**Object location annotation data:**
[START]

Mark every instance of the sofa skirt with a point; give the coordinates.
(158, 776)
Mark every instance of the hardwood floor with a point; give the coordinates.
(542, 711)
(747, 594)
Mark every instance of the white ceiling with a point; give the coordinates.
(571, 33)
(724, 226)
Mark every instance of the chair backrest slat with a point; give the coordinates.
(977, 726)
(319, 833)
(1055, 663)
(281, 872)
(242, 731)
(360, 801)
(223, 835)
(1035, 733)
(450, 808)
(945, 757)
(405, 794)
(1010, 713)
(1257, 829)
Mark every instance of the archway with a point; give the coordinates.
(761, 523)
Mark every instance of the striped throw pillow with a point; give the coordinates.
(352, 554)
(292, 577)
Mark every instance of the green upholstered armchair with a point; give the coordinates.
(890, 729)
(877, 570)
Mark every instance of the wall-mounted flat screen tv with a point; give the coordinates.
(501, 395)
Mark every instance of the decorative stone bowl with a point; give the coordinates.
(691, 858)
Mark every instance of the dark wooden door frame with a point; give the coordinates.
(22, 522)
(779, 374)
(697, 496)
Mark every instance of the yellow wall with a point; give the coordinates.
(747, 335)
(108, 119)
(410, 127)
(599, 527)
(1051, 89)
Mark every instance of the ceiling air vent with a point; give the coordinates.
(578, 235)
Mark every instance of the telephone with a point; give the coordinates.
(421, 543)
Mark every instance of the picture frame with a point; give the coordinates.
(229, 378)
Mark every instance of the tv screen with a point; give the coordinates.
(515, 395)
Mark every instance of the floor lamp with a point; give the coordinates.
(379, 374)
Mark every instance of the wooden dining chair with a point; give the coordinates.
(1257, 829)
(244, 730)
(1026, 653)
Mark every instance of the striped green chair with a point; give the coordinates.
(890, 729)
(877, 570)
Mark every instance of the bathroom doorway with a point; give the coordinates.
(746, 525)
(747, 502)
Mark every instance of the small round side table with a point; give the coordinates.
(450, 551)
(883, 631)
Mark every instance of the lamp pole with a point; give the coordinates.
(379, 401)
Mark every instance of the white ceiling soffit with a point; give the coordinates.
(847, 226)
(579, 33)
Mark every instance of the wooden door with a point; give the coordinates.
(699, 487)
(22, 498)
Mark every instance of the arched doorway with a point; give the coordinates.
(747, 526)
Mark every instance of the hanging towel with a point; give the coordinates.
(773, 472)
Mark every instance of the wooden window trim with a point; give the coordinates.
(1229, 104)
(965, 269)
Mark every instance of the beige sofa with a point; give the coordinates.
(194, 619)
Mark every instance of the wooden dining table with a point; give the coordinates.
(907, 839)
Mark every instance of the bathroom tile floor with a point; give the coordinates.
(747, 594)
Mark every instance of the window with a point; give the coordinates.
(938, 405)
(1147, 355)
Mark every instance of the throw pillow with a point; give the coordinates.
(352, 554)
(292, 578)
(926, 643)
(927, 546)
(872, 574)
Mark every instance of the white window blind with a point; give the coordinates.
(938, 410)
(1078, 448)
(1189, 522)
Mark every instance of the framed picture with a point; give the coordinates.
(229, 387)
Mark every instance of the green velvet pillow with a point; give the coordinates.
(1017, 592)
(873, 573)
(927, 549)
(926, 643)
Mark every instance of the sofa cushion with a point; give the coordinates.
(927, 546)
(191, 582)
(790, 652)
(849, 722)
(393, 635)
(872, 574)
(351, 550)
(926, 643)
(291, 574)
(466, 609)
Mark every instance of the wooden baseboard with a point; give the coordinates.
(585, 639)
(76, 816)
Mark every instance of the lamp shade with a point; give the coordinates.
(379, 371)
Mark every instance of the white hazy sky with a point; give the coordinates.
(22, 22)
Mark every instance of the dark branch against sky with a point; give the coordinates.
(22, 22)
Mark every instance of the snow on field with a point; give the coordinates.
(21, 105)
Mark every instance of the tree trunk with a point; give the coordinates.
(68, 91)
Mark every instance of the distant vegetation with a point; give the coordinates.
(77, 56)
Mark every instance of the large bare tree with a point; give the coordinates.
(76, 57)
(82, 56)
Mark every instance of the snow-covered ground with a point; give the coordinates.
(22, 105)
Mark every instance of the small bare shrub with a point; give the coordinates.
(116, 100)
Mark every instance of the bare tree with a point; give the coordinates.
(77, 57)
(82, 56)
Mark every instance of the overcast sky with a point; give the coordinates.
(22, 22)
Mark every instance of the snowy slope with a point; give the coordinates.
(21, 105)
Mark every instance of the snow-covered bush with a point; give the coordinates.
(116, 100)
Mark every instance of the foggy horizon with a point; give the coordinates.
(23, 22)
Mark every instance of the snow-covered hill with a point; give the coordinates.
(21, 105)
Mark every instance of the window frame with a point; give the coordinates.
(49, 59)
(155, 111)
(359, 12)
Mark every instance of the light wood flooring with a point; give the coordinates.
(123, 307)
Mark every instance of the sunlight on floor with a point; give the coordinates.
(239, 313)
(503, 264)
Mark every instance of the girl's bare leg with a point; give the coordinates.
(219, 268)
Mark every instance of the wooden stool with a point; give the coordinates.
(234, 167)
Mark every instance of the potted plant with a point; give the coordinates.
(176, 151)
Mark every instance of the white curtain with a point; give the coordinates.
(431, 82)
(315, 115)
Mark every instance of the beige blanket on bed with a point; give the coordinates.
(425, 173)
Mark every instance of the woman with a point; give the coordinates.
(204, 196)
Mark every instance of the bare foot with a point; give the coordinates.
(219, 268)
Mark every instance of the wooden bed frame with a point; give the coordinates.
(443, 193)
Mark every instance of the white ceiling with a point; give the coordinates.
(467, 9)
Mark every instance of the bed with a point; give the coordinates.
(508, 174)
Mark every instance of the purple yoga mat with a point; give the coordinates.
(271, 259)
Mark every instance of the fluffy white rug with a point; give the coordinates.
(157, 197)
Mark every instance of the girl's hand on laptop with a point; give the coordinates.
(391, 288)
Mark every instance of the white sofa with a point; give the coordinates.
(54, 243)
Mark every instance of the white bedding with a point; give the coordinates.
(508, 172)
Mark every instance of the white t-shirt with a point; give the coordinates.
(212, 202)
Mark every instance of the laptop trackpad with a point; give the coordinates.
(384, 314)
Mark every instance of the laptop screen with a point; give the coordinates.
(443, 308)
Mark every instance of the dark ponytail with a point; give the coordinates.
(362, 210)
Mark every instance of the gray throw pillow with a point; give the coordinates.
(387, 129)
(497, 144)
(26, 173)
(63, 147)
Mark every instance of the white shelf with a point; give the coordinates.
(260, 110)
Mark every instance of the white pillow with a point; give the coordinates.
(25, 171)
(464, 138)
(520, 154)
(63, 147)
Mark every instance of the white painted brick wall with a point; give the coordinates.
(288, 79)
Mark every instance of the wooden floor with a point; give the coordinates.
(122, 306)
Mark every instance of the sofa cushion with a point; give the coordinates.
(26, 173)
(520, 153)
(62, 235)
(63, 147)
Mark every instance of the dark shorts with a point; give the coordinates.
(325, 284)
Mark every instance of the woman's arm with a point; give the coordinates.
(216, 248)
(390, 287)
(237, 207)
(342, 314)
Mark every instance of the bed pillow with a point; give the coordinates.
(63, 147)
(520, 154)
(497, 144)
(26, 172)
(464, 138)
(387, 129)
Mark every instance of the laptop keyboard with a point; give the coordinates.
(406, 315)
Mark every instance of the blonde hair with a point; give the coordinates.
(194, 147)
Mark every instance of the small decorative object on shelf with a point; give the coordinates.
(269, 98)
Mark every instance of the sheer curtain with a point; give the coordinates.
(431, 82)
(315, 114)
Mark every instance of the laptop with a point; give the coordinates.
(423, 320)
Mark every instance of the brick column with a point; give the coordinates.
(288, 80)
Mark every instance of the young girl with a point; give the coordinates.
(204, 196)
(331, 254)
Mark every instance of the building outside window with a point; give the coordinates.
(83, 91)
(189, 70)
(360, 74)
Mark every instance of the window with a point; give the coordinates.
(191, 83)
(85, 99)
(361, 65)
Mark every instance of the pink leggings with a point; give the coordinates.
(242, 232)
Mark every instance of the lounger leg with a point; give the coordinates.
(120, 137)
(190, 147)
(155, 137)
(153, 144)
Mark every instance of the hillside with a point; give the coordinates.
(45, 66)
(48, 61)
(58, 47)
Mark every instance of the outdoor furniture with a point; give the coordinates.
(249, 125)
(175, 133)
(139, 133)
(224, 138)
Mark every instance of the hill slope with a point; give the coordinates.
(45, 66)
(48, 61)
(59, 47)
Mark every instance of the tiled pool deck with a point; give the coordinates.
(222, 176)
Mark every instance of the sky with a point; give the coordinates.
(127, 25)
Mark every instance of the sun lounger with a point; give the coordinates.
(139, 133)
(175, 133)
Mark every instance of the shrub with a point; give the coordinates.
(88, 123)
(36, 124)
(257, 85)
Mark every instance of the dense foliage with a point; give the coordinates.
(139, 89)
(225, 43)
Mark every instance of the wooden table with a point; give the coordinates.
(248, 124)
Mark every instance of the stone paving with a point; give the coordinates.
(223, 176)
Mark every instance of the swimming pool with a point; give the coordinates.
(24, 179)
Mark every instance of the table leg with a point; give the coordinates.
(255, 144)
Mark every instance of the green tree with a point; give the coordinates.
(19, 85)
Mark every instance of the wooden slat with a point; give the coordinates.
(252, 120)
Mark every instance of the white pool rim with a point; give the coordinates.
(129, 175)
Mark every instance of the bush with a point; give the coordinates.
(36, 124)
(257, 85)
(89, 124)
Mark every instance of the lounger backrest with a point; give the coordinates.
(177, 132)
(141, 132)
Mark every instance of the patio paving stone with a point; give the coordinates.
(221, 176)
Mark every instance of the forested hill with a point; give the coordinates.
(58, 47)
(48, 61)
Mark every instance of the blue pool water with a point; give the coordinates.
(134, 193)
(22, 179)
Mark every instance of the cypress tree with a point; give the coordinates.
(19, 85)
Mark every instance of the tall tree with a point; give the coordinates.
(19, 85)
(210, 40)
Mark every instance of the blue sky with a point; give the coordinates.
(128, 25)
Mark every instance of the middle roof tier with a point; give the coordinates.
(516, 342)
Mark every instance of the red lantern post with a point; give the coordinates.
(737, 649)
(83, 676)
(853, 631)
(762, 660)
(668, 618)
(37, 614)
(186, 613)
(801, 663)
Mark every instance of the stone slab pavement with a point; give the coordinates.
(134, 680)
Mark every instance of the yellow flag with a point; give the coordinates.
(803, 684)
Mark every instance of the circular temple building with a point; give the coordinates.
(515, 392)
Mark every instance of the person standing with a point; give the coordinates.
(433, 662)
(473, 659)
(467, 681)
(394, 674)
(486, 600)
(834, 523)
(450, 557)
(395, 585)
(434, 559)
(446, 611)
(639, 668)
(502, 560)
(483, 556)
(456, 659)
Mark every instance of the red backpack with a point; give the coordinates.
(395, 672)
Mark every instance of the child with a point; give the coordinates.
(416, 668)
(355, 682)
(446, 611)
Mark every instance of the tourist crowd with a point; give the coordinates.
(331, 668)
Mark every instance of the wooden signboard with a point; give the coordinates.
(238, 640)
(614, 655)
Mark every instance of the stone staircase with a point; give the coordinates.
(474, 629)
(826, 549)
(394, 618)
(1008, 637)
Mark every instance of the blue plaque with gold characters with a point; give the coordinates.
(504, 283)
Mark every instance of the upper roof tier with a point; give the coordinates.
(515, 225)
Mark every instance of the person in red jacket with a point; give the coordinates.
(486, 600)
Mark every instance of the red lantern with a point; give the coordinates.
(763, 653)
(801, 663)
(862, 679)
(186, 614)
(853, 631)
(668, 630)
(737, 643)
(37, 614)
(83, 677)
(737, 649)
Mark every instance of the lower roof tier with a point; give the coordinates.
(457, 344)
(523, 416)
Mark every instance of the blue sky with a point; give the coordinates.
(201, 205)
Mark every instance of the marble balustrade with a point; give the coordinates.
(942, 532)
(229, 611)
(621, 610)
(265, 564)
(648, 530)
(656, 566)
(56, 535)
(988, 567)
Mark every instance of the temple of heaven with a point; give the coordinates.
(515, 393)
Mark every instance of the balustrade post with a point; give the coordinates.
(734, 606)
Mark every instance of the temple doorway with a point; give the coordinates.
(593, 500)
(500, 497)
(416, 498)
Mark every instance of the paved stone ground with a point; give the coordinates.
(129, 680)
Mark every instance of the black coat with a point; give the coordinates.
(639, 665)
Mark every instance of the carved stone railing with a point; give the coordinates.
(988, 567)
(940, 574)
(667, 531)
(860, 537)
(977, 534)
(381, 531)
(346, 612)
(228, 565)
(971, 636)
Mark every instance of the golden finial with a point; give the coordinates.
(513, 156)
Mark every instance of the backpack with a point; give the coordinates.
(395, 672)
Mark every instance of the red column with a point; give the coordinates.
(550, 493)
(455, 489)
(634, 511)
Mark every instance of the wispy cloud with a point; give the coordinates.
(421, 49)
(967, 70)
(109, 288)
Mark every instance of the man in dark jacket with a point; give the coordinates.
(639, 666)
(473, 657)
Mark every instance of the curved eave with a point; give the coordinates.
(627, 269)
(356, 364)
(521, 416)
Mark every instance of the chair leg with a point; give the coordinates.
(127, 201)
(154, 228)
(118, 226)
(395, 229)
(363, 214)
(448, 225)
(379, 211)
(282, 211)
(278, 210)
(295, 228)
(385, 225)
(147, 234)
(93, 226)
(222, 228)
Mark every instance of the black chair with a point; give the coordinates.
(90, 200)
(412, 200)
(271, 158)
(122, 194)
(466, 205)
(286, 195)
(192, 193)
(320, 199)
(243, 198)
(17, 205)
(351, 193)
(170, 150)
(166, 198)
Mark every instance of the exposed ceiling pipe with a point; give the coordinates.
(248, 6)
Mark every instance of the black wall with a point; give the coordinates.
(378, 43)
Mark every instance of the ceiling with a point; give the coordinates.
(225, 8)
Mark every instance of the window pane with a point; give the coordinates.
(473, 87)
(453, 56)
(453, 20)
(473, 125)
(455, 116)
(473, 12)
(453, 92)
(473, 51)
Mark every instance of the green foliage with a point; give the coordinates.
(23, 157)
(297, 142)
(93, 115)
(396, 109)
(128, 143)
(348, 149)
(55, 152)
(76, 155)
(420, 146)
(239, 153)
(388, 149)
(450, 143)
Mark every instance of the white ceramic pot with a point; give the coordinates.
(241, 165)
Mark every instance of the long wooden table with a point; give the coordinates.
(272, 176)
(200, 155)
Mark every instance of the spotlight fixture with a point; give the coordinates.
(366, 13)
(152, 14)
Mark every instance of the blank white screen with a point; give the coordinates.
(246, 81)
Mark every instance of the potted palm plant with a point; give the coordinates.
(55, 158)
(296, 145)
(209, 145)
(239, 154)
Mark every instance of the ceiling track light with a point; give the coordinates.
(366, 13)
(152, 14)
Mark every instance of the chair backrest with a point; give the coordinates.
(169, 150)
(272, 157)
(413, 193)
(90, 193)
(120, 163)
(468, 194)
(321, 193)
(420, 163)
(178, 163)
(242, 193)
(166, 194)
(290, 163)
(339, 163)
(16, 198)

[END]

**Stated goal:**
Quote, without any change, each line from the one that contains "Mark every instance of the black chair" through the end of the material.

**Correct result:**
Mark every instance of the black chair with a point; give the coordinates.
(90, 200)
(412, 200)
(271, 158)
(122, 194)
(466, 205)
(286, 195)
(192, 193)
(320, 199)
(243, 198)
(17, 205)
(351, 193)
(170, 150)
(166, 198)
Mark every instance of the exposed ceiling pipe with a point; give the coordinates.
(248, 6)
Mark every instance of the black wall with a point; give the coordinates.
(378, 43)
Mark every instance of the ceiling with a point; give the coordinates.
(225, 8)
Mark every instance of the window pane with a point; give the coordinates.
(473, 87)
(453, 56)
(453, 20)
(473, 125)
(455, 116)
(473, 12)
(453, 92)
(473, 51)
Mark every instance of the green foliage with a point; give the coordinates.
(23, 157)
(297, 142)
(93, 115)
(396, 109)
(128, 143)
(348, 149)
(55, 152)
(76, 155)
(420, 146)
(239, 153)
(388, 149)
(450, 143)
Mark every instance of the white ceramic pot with a point; give the coordinates.
(241, 165)
Mark every instance of the long wooden table with a point; give the coordinates.
(272, 176)
(200, 155)
Mark every instance of the spotlight fixture with a point; give the coordinates.
(366, 13)
(152, 14)
Mark every instance of the blank white screen with a point; give the coordinates.
(246, 81)
Mark every instance of the potted palm plant with a point; give the coordinates.
(55, 158)
(296, 145)
(209, 145)
(239, 154)
Mark every instance of the ceiling track light with a point; give the coordinates.
(366, 13)
(152, 14)
Mark every instance of the chair backrest with a point; give the coordinates.
(169, 150)
(272, 157)
(413, 193)
(90, 193)
(120, 163)
(468, 194)
(321, 193)
(420, 163)
(178, 163)
(242, 193)
(166, 194)
(290, 163)
(339, 163)
(16, 198)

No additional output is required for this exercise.